TO DO –
Nothing but the lines from the one that contains "the green foliage" to the end of the records should be printed, both ends included, exactly as given.

□ □ □ □ □ □ □

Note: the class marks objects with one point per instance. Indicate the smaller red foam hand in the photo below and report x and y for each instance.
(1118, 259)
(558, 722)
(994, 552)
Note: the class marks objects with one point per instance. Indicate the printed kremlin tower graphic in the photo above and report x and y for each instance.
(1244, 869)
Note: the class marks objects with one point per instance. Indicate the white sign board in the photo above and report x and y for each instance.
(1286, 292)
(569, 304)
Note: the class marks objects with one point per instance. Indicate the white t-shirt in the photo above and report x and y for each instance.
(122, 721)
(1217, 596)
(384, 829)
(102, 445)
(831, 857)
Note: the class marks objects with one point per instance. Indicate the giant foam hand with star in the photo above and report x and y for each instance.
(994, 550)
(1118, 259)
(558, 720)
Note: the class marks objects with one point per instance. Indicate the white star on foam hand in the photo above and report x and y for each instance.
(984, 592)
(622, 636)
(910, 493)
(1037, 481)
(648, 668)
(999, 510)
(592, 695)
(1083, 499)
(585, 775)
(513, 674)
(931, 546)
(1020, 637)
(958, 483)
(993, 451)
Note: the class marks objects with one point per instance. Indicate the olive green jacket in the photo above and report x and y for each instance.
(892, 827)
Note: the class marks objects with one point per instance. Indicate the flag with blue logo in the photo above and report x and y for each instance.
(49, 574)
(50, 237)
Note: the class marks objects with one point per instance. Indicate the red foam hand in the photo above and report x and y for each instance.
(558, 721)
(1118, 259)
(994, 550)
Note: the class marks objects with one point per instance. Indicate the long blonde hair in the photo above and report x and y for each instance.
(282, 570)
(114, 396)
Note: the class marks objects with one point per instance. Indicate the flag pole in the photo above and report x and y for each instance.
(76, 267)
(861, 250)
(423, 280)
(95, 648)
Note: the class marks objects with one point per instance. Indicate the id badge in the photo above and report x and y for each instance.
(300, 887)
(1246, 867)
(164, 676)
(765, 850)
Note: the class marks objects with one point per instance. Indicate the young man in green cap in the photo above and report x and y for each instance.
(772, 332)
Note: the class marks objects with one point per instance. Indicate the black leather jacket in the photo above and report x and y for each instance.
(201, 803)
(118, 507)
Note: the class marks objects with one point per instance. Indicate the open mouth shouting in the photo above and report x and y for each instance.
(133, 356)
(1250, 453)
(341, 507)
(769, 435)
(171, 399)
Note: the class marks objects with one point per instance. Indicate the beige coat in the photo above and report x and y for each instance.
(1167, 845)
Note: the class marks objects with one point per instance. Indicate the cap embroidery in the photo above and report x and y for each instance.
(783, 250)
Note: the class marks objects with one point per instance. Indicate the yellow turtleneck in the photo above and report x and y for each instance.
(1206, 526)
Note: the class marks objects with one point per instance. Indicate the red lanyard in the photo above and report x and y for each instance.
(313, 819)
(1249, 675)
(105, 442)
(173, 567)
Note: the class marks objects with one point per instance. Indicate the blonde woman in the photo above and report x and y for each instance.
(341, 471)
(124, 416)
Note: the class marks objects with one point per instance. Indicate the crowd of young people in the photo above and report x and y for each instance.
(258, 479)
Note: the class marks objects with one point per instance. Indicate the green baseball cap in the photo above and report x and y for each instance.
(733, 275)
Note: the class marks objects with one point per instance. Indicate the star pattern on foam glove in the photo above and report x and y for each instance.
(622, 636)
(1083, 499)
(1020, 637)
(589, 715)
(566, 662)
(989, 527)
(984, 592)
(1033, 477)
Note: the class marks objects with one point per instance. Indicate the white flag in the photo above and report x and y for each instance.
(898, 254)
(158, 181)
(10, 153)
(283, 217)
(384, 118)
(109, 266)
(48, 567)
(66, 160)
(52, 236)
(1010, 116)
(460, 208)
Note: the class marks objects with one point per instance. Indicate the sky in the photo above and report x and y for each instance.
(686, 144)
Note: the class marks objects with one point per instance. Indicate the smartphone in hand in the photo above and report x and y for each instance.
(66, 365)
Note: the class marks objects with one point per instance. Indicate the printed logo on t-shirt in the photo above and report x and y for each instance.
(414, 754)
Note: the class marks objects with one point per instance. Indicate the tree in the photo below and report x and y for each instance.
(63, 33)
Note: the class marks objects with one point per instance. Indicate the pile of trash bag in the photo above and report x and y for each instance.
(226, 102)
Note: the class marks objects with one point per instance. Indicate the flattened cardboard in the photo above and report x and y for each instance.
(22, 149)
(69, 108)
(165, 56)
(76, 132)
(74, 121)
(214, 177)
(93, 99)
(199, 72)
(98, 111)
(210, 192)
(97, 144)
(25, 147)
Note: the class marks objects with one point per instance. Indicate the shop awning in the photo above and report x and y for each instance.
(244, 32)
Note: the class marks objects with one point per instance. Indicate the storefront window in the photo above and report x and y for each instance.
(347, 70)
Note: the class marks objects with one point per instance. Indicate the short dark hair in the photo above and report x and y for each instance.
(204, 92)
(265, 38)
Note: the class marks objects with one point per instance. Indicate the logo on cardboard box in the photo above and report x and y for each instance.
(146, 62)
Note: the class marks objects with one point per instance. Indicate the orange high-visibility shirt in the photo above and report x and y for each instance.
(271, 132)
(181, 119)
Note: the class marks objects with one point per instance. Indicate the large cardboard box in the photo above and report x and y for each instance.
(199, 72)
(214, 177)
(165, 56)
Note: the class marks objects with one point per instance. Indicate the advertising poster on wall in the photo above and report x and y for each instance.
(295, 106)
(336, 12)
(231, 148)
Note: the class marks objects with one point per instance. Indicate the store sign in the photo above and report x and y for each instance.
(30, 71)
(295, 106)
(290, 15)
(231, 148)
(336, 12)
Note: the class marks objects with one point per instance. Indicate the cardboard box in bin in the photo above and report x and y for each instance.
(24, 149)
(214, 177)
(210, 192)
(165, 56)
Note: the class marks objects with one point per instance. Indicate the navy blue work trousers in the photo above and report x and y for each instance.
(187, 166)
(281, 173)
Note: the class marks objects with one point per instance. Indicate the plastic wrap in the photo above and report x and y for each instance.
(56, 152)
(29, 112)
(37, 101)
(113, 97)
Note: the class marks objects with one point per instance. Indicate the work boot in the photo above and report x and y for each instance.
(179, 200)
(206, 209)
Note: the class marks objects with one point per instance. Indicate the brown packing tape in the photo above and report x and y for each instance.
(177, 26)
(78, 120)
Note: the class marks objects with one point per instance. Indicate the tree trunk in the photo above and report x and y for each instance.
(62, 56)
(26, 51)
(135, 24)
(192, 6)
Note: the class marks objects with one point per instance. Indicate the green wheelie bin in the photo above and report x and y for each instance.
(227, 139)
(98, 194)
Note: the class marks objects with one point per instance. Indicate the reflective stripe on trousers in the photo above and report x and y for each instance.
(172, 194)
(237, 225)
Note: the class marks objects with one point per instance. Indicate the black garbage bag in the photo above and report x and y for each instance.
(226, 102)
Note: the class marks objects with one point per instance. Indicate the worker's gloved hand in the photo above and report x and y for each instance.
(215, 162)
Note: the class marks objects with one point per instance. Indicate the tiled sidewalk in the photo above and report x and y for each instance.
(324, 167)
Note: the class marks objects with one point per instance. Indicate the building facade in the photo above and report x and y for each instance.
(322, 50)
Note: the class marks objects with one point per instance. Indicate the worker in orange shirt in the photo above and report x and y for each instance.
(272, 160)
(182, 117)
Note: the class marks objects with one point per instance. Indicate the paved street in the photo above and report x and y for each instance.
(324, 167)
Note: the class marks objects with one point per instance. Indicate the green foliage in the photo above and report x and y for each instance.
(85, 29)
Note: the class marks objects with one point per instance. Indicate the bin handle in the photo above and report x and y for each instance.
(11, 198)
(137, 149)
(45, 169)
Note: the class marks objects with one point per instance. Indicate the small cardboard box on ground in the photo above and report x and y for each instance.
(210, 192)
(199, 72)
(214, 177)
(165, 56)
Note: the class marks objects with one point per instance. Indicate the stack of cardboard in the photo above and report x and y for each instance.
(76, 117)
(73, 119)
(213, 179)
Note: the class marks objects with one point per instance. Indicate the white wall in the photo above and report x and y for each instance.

□ □ □ □ □ □ □

FINISHED TASK –
Note: the class marks objects with one point per instance. Indicate the green foliage in the photo above and report x and y for each instance.
(85, 29)
Note: the class marks objects with one point per instance. Indicate the bin handle in the photo above and report x and y for each instance.
(11, 198)
(137, 149)
(45, 169)
Note: the class marks objects with one point per instance. Indicate the small cardboard box on ground in the photo above and report x and y for each instance.
(210, 192)
(199, 72)
(214, 177)
(165, 56)
Note: the class marks objects with one point per instance. Indicate the stack of cardboard in the photo above and report x and y for each instance.
(76, 117)
(73, 119)
(213, 179)
Note: the class marks objects with one point per instance. Indicate the white wall in the photo above and report x and y for each instance.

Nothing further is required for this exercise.